Page excerpt:

The Atlantic salmon were attempting to enter the Magaguadavic River through the fishway located near the town of St. George where the river meets the Bay of Fundy.
According to an ASF press release 53 salmon were removed from the fishway. The exact origin of the escaped salmon has not been determined. Although, there are links to local Cooke Aquaculture site where salmon escaped from in August.
A Cooke representative confirmed that the event did occur. “A pipe broke as fish were being transferred from a net-pen to a well-boat for sea lice treatment. It was initially estimated that 2500 large salmon escaped, although Cooke representatives have since downgraded their estimate to 1000,” said the ASF press release.
“While we appreciate a prompt response from Cooke to our inquiries and the fact the company consented to the release of some information by provincial officials, this news was not shared widely with the public,” said Neville Crabbe, executive director of communications for the ASF. “In general, silence and secrecy about escape events puts endangered Bay of Fundy wild Atlantic salmon at risk.”
In New Brunswick companies are only required to report escape events when more than 100 fish have been lost. Those reports are then treated as confidential and only released with consent of the company.

Provided material:
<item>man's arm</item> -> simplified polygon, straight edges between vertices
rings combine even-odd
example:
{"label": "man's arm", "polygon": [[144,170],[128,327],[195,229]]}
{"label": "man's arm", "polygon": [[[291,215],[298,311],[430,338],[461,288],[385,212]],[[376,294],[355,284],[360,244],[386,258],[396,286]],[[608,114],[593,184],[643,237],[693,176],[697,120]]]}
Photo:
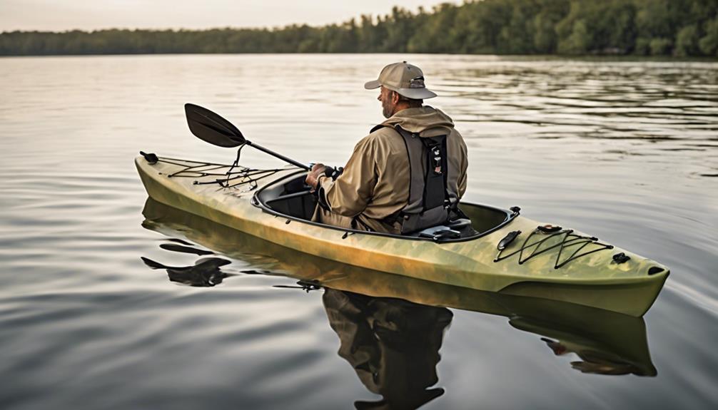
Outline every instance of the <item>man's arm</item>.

...

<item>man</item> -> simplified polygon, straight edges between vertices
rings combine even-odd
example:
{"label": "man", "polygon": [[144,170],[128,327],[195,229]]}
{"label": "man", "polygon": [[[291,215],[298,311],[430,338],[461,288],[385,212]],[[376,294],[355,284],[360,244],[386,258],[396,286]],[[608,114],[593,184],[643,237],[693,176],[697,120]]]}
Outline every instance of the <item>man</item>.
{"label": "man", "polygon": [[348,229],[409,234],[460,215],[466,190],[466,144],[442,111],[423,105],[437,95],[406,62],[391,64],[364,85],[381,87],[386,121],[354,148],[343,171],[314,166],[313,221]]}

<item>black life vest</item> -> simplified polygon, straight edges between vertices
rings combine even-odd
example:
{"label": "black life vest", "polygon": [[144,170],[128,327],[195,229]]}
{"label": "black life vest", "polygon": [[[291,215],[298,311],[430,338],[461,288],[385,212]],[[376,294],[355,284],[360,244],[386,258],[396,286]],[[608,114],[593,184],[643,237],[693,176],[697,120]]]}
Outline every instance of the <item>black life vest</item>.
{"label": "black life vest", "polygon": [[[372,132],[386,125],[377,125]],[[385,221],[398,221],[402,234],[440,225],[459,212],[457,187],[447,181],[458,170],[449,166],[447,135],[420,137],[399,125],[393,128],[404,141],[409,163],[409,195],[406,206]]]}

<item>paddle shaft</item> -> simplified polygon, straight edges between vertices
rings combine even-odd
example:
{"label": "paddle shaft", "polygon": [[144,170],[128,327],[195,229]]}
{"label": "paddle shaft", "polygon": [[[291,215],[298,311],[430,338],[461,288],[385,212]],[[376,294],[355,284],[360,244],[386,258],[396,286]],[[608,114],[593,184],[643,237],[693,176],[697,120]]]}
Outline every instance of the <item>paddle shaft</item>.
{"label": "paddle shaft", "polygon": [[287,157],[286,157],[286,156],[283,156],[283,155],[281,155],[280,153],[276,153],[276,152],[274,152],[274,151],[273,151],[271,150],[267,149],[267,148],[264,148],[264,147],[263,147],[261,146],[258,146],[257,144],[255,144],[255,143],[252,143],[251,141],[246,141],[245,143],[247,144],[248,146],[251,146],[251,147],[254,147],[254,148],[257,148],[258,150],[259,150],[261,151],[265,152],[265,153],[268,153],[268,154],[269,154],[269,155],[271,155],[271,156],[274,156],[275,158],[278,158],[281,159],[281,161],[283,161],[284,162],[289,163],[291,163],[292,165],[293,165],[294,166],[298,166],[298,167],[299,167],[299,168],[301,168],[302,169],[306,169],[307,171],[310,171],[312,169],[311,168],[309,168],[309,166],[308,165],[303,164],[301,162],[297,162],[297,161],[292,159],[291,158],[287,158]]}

What needs to be done:
Copy the passage of the salmon escape article from "According to an" to "ASF press release.", swapping each "press release" for "news release".

Completed exercise:
According to an ASF news release 53 salmon were removed from the fishway. The exact origin of the escaped salmon has not been determined. Although, there are links to local Cooke Aquaculture site where salmon escaped from in August.
A Cooke representative confirmed that the event did occur. “A pipe broke as fish were being transferred from a net-pen to a well-boat for sea lice treatment. It was initially estimated that 2500 large salmon escaped, although Cooke representatives have since downgraded their estimate to 1000,” said the ASF news release.